→ **Exercise details**:
Copy out each line in the rows below that contains the word "street".
* start *
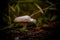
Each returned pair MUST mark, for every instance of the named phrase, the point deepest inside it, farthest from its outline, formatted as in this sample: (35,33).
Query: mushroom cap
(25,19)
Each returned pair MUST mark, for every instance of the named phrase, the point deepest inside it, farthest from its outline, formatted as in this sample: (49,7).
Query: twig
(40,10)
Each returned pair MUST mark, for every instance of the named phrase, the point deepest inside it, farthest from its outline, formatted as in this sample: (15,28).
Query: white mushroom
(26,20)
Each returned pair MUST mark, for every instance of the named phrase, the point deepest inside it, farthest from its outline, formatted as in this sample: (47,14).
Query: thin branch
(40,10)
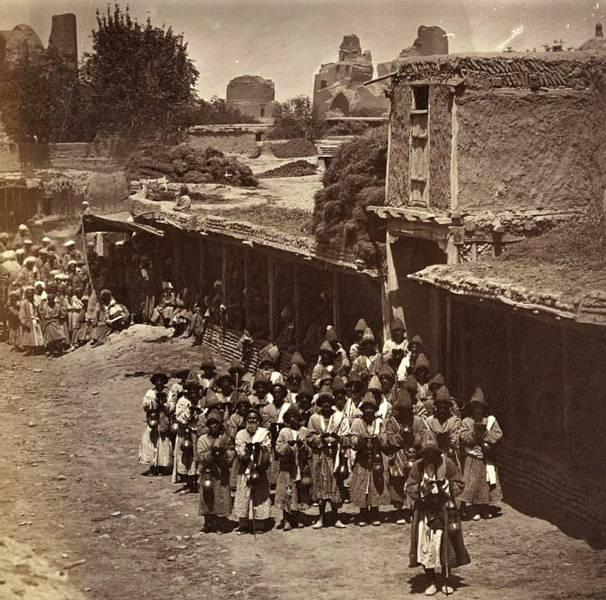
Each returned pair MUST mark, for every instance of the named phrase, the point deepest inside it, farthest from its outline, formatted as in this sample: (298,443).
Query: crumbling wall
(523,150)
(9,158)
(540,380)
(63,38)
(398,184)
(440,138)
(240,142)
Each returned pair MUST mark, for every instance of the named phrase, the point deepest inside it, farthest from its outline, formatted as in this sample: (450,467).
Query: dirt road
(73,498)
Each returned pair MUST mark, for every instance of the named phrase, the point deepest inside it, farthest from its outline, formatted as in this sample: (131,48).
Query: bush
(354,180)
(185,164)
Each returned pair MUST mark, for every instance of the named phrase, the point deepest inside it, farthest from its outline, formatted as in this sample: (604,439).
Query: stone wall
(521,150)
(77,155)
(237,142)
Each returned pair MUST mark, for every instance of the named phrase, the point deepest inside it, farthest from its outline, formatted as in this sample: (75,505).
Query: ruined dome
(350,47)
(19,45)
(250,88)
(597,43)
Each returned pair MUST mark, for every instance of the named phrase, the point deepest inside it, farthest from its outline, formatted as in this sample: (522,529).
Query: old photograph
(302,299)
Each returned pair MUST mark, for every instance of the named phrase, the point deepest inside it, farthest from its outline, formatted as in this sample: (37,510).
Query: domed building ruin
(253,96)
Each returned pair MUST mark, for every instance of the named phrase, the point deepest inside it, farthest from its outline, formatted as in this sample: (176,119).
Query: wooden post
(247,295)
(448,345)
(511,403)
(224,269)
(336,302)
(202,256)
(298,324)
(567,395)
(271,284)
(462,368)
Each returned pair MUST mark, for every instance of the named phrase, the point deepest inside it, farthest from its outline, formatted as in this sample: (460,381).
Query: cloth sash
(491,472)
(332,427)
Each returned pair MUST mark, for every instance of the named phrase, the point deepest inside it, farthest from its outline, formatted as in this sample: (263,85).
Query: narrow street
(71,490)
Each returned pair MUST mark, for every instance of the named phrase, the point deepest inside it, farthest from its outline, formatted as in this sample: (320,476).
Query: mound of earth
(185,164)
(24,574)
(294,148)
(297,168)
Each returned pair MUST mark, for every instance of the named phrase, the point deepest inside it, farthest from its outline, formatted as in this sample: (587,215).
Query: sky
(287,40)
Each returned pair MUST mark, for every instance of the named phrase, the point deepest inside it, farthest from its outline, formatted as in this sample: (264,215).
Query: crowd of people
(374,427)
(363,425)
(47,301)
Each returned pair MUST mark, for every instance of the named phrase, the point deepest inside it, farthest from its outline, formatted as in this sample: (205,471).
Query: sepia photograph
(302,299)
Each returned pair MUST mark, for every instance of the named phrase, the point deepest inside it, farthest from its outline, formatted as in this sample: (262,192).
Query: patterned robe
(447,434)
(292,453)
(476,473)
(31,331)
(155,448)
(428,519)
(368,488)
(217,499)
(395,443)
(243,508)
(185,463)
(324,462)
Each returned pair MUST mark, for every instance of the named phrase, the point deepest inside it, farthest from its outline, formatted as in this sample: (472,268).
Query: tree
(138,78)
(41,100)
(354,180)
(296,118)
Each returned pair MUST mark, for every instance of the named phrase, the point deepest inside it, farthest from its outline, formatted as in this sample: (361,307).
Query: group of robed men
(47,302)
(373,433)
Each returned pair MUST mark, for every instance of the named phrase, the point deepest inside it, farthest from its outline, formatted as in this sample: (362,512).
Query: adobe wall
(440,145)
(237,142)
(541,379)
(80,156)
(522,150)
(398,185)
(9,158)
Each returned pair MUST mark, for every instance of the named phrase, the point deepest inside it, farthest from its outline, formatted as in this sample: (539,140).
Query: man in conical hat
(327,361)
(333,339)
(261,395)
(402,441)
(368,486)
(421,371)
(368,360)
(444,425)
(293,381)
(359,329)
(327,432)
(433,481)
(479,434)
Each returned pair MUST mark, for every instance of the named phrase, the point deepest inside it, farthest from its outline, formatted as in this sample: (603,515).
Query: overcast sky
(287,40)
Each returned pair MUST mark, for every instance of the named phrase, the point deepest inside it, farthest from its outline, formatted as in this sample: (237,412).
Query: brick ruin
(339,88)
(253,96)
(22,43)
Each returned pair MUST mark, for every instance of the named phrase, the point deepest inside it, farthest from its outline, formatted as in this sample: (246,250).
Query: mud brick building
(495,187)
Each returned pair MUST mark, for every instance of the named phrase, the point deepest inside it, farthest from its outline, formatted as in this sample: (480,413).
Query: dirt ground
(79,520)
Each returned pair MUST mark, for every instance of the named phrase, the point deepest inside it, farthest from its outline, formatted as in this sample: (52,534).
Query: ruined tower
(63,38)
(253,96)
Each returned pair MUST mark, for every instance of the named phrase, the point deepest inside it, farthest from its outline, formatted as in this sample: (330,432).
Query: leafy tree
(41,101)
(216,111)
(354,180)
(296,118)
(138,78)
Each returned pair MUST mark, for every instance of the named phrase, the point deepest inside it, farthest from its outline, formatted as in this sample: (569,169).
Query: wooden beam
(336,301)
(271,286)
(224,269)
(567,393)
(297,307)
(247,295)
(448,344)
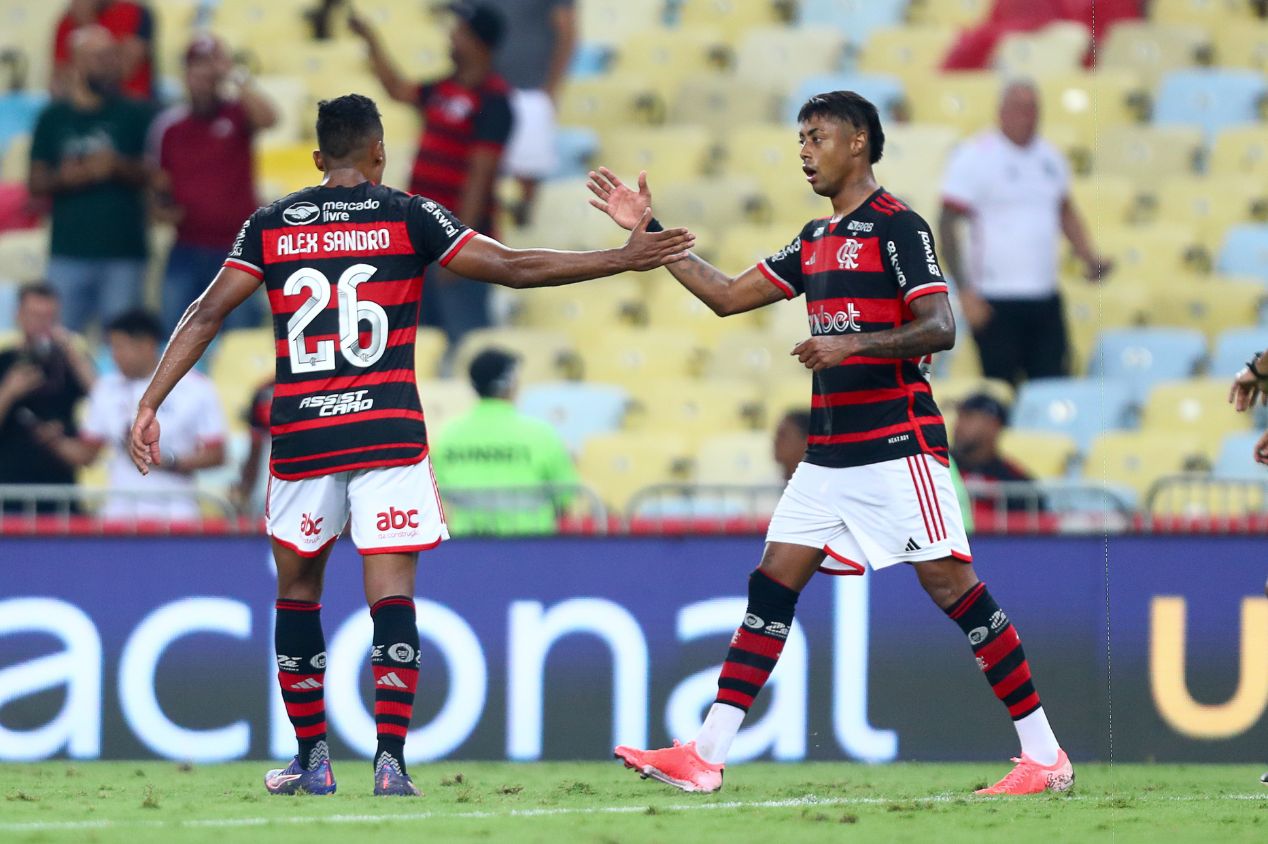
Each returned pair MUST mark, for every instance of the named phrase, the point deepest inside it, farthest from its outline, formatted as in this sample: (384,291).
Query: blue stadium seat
* end *
* start *
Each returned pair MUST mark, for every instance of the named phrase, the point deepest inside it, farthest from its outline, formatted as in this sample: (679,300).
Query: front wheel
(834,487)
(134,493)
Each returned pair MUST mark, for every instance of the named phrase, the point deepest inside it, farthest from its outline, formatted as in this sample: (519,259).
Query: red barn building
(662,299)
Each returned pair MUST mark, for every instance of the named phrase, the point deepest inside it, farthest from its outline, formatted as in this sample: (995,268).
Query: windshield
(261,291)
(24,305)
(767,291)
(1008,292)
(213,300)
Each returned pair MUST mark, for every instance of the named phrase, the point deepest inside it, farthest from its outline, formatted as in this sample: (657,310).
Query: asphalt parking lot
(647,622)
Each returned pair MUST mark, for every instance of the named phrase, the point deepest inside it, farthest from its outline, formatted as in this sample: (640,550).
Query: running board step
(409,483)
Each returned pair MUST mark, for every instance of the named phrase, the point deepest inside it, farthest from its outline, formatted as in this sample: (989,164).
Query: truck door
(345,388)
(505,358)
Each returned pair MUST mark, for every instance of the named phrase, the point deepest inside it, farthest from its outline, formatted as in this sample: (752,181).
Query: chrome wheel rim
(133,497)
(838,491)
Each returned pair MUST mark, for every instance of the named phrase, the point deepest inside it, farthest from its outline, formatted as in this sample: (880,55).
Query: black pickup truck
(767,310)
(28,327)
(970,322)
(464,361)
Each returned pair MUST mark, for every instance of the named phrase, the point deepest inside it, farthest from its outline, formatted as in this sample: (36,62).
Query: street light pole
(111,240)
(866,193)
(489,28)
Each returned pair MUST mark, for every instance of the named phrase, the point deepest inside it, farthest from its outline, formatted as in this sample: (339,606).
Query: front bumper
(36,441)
* end *
→ **Correct answer**:
Query: narrow street
Query: street light pole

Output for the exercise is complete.